Com o início do ano escolar regressam estudantes e professores às suas labutas, deixadas para trás as férias grandes, com saudosos dias de praia e campo, noites (ou noitadas…) de Verão, amores e desamores estivais de um tempo cujo ritmo apenas se deixa medir pelo brilho solar ou pelo envolvimento enluarado do sonho, da viagem, das batidas e passos livres do olhar, do corpo e da alma, pelos mais reais ou imaginários caminhos e atalhos da terra e das suas simbólicas matérias ou físicas paragens, e dos céus e das mais variadas leituras, geografias e poéticas, numa proporcionada conjugação de Clássicos, Modernos e Contemporâneos (Calvino, Borges, Onfray, Lévi-Strauss ou Theroux, ao lado de Camões, Mendes Pinto, Pessoa, Saramago, Aquilino, Alçada, Garrett ou Nemésio, entre tantos outros, para peregrinações distantes ou interiores, e regressos de mundos outros ao quintal da casa…).

Entre nós, a estação que agora declina a par dos dias que encurtecem, ficou como sempre marcada pelos cíclicos festejos, correrias e corridas de gente e toiros – festas e folguedos (profanos e religiosos cada vez mais híbridos!) – por estas ilhas fora e em quase todas as freguesias, paróquias e lugarejos da Terceira.
====================
## Tarefas e exercícios
A. Responda a cada pergunta sobre o texto do regresso às aulas com base no que nele se afirma:
(i) Quem regressa às suas labutas com o início do ano escolar?
(ii) Dentro dos parênteses, que autores são nomeados antes das palavras "ao lado de Camões"?
(iii) Em que ilha se situam as freguesias, paróquias e lugarejos referidos no último parágrafo?
B. Prossiga o texto sobre o regresso às aulas e o fim do verão a partir da última frase apresentada.
====================
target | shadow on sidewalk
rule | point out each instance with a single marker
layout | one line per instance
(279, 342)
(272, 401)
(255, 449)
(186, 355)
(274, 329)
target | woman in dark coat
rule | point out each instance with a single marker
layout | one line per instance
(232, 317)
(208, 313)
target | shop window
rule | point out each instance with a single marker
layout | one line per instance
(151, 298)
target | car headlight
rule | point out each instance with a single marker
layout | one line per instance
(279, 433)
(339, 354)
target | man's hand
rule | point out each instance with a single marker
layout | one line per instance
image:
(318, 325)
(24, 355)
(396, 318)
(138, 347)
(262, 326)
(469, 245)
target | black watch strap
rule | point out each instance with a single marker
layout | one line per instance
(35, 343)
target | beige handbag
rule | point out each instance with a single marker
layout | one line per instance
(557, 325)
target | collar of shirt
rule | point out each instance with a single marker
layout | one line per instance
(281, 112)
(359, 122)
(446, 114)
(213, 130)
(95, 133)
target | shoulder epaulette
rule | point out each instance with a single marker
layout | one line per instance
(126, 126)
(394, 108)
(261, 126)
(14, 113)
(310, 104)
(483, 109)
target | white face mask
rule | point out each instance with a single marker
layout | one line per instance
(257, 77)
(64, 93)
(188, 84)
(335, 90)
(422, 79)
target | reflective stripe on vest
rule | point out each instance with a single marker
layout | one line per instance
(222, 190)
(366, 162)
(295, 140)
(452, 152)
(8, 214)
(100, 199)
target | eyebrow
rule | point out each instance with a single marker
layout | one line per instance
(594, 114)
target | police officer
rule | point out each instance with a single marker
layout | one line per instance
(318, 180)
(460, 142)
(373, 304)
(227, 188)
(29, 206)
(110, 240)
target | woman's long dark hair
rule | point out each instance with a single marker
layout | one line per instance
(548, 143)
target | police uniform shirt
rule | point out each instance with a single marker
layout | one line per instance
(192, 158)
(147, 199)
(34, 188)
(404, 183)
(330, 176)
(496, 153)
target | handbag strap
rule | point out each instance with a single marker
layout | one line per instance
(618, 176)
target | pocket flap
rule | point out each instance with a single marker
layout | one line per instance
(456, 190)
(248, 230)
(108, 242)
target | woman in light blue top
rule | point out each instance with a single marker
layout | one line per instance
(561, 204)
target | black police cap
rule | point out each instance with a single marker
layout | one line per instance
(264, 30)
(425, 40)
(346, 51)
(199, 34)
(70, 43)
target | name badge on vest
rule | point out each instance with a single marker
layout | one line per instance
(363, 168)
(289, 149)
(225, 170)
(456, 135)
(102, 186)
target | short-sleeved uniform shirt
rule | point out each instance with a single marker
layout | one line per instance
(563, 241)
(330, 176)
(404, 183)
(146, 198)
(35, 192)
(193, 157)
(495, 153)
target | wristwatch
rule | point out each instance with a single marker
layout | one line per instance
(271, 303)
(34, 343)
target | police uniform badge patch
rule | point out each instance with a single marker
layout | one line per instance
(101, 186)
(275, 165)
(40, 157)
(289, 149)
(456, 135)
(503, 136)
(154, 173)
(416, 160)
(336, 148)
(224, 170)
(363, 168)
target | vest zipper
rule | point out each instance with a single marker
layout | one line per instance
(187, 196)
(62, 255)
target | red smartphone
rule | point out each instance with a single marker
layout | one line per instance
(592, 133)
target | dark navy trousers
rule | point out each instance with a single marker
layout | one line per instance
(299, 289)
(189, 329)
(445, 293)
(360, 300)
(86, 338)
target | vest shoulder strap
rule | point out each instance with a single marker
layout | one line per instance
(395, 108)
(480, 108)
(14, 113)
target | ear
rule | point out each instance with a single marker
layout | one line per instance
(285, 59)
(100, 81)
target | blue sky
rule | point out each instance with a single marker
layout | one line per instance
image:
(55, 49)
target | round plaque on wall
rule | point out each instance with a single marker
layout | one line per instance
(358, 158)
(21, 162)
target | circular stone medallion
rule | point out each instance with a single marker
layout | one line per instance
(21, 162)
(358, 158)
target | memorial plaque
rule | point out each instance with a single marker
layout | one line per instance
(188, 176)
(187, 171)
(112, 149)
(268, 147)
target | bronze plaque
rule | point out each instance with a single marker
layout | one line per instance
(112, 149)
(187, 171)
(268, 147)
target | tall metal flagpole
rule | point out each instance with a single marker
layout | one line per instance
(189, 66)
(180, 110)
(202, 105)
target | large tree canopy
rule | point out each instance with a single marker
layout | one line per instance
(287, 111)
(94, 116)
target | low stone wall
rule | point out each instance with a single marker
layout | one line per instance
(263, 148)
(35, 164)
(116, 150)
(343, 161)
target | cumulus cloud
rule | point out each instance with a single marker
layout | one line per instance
====================
## Respostas por tarefa
A.
(i) Estudantes e professores.
(ii) Calvino, Borges, Onfray, Lévi-Strauss e Theroux.
(iii) Na Terceira.

B.
– E depois ainda as célebres e celebradas Sanjoaninas e as Festas da Praia articuladas com renovados roteiros inter-ilhas e encadeados Festivais de mochila, tenda, chinelo e demais apetrechos para dormir ou apenas superficialmente passar pelas brasas de esquivas rêveries, talvez em busca de um tempo já perdido ou ainda para chegar das brumas de uma crise que a todos atinge e reflexamente condiciona…

Porém regresso à Escola são também, cruamente, livros caros, mega-escolas contra freguesias e comunidades locais (“pólos de desenvolvimento”, qual o quê!?), desemprego ou desmotivação de professores e famílias inteiras, desadequação de programas, indisciplina, sobrelotação e miscigenação etária corrosivas, proliferação de droga, horários saturantes, subculturas reinantes e preguiças de estudar, aprender e ensinar!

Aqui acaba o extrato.